GMLRS was popular before the war, but the weapon’s success in Ukraine led to a blizzard of new orders worldwide. Among NATO countries, customers include Bulgaria, Estonia, Italy, Latvia, Lithuania, Norway, Poland, and Romania. In the Asia-Pacific, Australia and Taiwan have placed orders. Taiwan—recognizing a weapon that could savage invading troops swarming its beaches from China—more than doubled its order of 11 HIMARS trucks, for a total of 29. The U.S. Army and Marine Corps have also increased their orders, both to boost their stockpiles and to replace rockets sent to Ukraine.
Interest in HIMARS is just part of a move away from small wars fought against guerrillas in Iraq and Afghanistan toward big wars fought by industrialized countries, says Gregory Sanders, senior fellow at the Center for Strategic and International Studies, a Washington, D.C.-based defense think tank. “Attempting to deter a conflict with Russia or China has notably different requirements than the occupations of Iraq or Afghanistan,” Sanders explains.
The two-and-a-half-year-long war has run down HIMARS/GLMRS arsenals in both Ukraine and Russia, highlighting the lack of not only weapons reserves, but an industrial capacity to replace weapons expended in combat. “The multiple year industrial scale conflict demonstrated by the war in Ukraine has put a premium on production writ-large,” Sanders says. “Similar motivations are at work in the present situation, as unclassified war games regarding the war in Taiwan have demonstrated that missile stock, especially anti-ship missiles, would be exhausted in a matter of days.”
Lockheed Martin, which builds both the M31 GMLRS rocket and the M142 HIMARS launch truck, has subcontracted rocket motor production to Northrop Grumman and L3 Harris. Together, the defense giants have produced 6,000 rockets per year; still, they’ve been unable to scale production to Lockheed Martin’s satisfaction.
Why are defense contractors having a hard time filling orders? “Surging production in general faces a variety of challenges,” Sanders says. “Ideally, one would want to have some available room on the factory floor, idle or mothballed machinery, and a reserve of workers to call on. That will rarely be the case, as most defense facilities are optimized to reduce unit costs, not to maintain slack capacity.” In other words, the demands of a private, capitalist corporation and national security are not always aligned.
Other reasons undercut rocket production and efforts to buy more artillery rockets. “Munitions have gone through boom and bust cycles repeatedly in the past few decades. Production ramps up to meet the needs of a major conflict, but then collapses in the drawdown … so several missiles are more likely to be cut than one jet,” Sanders says. “These cycles undermine the incentives to maintain surge or even ramp up capacity, because a boom may not last long enough to reward investing in greater capacity.”
To remedy the situation, news broke in September of an alliance between two of America’s biggest weapons manufacturers, with General Dynamics agreeing to build rocket motors for Lockheed Martin—rockets destined for GLMRS. According to the two companies, General Dynamics will start building the motors in 2025 followed by motors for other missiles and rockets across the Lockheed Martin portfolio. Thales, a European defense giant, will build the motors for GMLRS destined for the Australian Defence Forces.
Hopefully, this solution to the missile shortage will pan out. The specter of a war in the Asia-Pacific, or a growing war in Europe, is one that haunts not only America but her allies around the world. After years of underspending on defense, countries are reacting to the new global instability by boosting their arms budgets, in many cases all at once and on the same weapons. GMLRS rockets would be a key component of the defense plans of most NATO armies or the Taiwanese Army—but only if the companies involved can make them in time.

===

:: WHAT YOU HAVE TO DO ::
Copy word for word the part of the GMLRS article that opens with the words containing "Lockheed Martin, which" and closes with "Lockheed Martin’s satisfaction.". Rely on the GMLRS article and nothing else.

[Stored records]
===

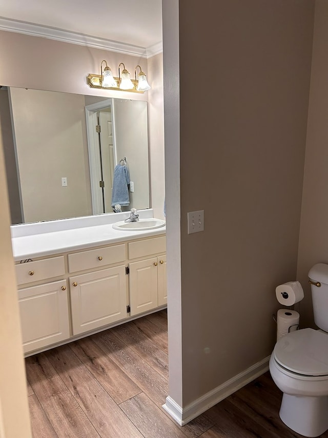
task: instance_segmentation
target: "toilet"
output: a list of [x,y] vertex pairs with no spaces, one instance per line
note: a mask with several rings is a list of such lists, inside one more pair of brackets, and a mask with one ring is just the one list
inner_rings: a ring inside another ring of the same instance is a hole
[[319,330],[302,329],[279,339],[269,368],[283,393],[280,418],[295,432],[315,437],[328,429],[328,264],[315,264],[309,277]]

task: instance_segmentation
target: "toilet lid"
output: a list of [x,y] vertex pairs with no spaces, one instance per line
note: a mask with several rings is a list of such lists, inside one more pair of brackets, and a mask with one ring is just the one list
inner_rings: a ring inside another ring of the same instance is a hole
[[302,329],[285,335],[274,350],[276,360],[291,371],[308,376],[328,375],[328,334]]

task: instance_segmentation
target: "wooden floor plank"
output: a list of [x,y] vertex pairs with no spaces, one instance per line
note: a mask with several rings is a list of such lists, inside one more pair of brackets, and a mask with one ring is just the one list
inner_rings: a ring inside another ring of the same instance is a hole
[[92,340],[158,407],[165,403],[168,383],[111,331],[92,336]]
[[34,393],[33,389],[32,389],[32,387],[30,385],[29,382],[26,379],[26,386],[27,387],[27,396],[29,397],[30,395],[33,395]]
[[169,380],[169,357],[156,344],[133,322],[127,322],[111,330],[119,339],[131,348],[149,365],[166,380]]
[[99,438],[45,353],[28,357],[25,364],[28,379],[59,438]]
[[90,337],[71,342],[69,346],[117,404],[141,392]]
[[48,352],[48,357],[99,435],[104,438],[142,438],[68,345]]
[[35,394],[29,396],[28,401],[33,438],[57,438]]
[[120,407],[145,438],[186,438],[182,428],[168,418],[144,393],[121,403]]
[[168,345],[168,332],[154,324],[149,318],[138,318],[133,323],[149,339],[156,342],[157,347],[165,353],[169,353]]
[[[214,430],[221,434],[219,436],[276,438],[270,431],[243,413],[228,399],[215,405],[208,414],[216,424]],[[207,438],[206,433],[203,434],[203,436]]]
[[165,312],[166,312],[166,310],[165,311],[156,312],[155,313],[152,313],[151,315],[147,315],[144,317],[151,321],[153,323],[158,326],[161,330],[165,330],[167,333],[168,320],[165,316]]
[[161,407],[167,378],[147,357],[159,349],[166,369],[166,310],[127,324],[26,359],[34,438],[303,438],[280,419],[269,372],[180,427]]

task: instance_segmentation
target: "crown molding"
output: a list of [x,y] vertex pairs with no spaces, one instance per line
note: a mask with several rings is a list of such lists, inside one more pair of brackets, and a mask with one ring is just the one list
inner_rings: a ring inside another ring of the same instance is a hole
[[158,55],[158,53],[161,53],[163,51],[163,44],[161,41],[160,43],[157,43],[156,44],[154,44],[153,46],[150,46],[147,48],[147,58],[150,58],[151,56],[154,56],[155,55]]
[[139,46],[118,43],[105,38],[98,38],[82,33],[69,32],[55,27],[33,24],[27,22],[17,21],[0,17],[0,30],[15,32],[32,36],[39,36],[55,40],[72,44],[87,46],[95,49],[101,49],[117,52],[127,55],[148,58],[162,51],[162,44],[159,43],[146,49]]

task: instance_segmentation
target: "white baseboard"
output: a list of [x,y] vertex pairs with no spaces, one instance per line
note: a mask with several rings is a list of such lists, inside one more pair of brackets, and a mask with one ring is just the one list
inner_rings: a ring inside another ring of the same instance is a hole
[[183,426],[266,372],[269,370],[270,358],[270,356],[268,356],[257,362],[184,408],[181,408],[169,395],[166,398],[166,403],[163,405],[163,409],[180,426]]

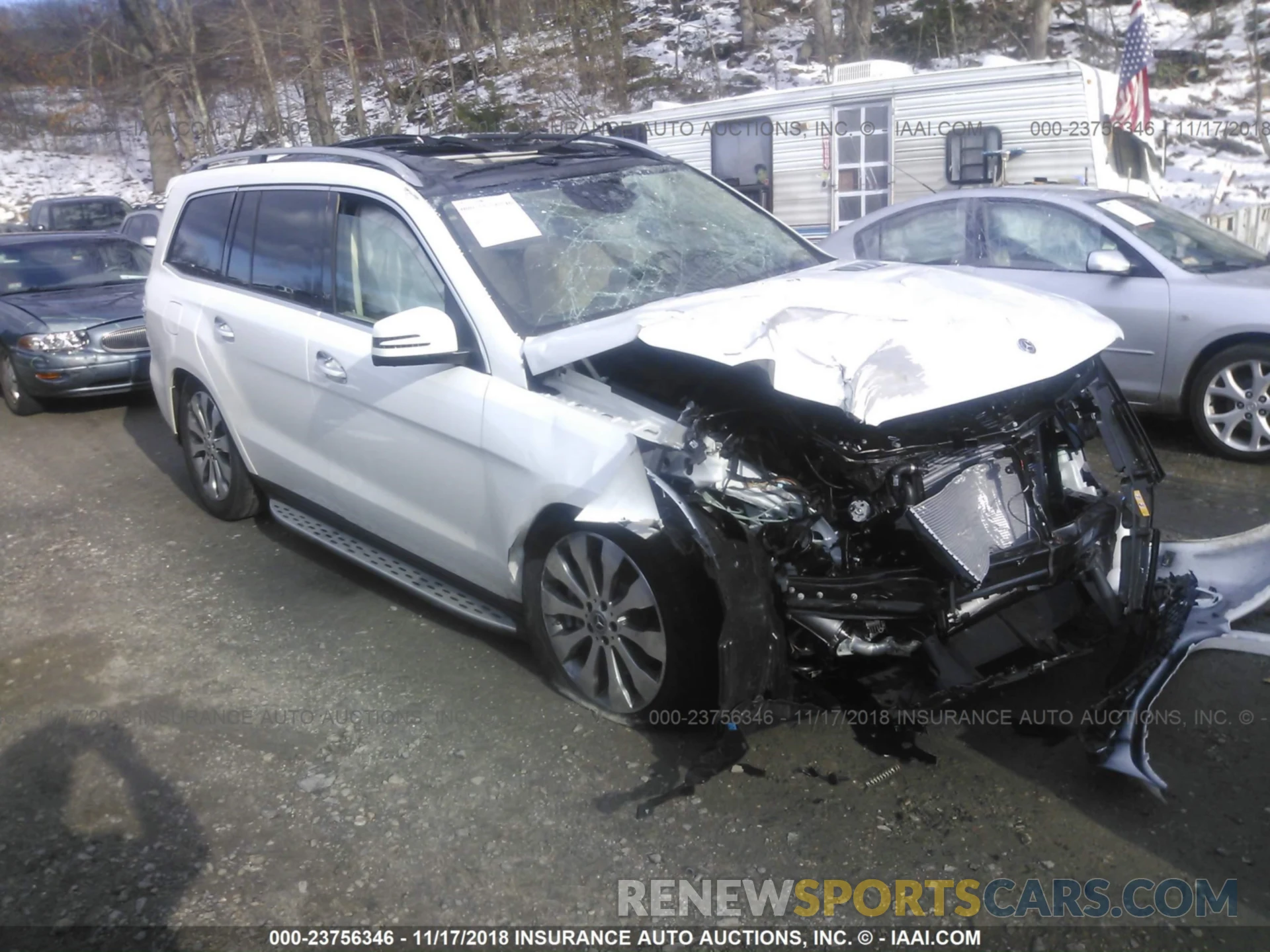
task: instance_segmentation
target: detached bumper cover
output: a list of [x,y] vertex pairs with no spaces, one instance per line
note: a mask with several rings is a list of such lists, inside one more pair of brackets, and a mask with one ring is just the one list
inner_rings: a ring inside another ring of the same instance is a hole
[[[1168,572],[1153,650],[1100,706],[1115,726],[1092,739],[1104,767],[1157,790],[1168,784],[1151,769],[1147,725],[1152,703],[1193,652],[1226,649],[1270,656],[1270,635],[1234,626],[1270,600],[1270,523],[1248,532],[1160,546],[1158,571]],[[1191,603],[1179,618],[1182,599]],[[1099,718],[1106,720],[1106,718]],[[1090,739],[1087,737],[1087,743]]]

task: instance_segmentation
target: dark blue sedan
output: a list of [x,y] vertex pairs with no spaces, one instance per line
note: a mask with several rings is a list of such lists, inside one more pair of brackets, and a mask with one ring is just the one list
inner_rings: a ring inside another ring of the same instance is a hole
[[150,386],[150,251],[119,235],[0,235],[0,391],[19,416],[55,397]]

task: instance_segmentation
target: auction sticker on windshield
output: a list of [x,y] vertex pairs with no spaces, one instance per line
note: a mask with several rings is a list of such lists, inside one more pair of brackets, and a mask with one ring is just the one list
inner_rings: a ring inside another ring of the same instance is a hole
[[1156,220],[1152,218],[1146,212],[1140,212],[1133,206],[1125,204],[1119,198],[1111,198],[1106,202],[1099,202],[1099,208],[1104,212],[1114,215],[1121,221],[1129,222],[1133,227],[1139,227],[1142,225],[1154,225]]
[[505,245],[509,241],[538,237],[542,234],[507,192],[500,195],[456,198],[451,204],[462,216],[481,248]]

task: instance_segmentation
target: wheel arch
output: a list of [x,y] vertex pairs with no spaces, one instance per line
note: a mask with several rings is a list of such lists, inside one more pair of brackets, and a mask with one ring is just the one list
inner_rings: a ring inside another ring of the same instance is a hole
[[1190,413],[1191,388],[1195,386],[1195,377],[1199,373],[1199,368],[1227,348],[1238,347],[1240,344],[1270,345],[1270,333],[1251,330],[1241,334],[1228,334],[1224,338],[1218,338],[1217,340],[1205,344],[1200,352],[1191,358],[1190,367],[1186,368],[1181,400],[1181,410],[1184,414]]
[[168,387],[168,406],[171,410],[171,435],[178,442],[180,442],[180,391],[185,388],[185,385],[189,381],[202,383],[198,377],[187,371],[184,367],[178,367],[171,372],[171,386]]

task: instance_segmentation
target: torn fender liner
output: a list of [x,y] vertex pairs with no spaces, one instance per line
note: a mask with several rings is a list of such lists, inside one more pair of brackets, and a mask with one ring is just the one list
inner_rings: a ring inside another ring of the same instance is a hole
[[665,520],[676,513],[686,523],[719,590],[719,710],[737,711],[767,698],[790,697],[787,646],[762,543],[735,523],[725,533],[714,519],[700,518],[659,476],[650,473],[649,480],[664,500]]
[[1046,380],[1120,336],[1114,321],[1053,294],[921,265],[823,265],[530,338],[525,359],[545,373],[638,338],[758,364],[776,390],[880,425]]
[[[1231,623],[1270,600],[1270,523],[1220,538],[1167,542],[1160,551],[1161,572],[1171,572],[1157,613],[1156,641],[1143,663],[1096,711],[1116,711],[1113,724],[1097,725],[1086,743],[1104,767],[1166,790],[1147,757],[1147,722],[1152,703],[1193,651],[1220,647],[1270,655],[1270,636],[1233,631]],[[1182,592],[1190,603],[1181,614]],[[1104,726],[1101,732],[1099,726]]]

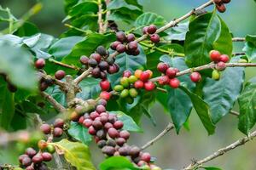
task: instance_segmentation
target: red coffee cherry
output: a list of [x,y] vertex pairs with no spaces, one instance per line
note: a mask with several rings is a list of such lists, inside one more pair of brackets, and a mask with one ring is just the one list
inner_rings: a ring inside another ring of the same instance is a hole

===

:: WRITTEN SOLUTION ::
Lockheed Martin, which builds both the M31 GMLRS rocket and the M142 HIMARS launch truck, has subcontracted rocket motor production to Northrop Grumman and L3 Harris. Together, the defense giants have produced 6,000 rockets per year; still, they’ve been unable to scale production to Lockheed Martin’s satisfaction.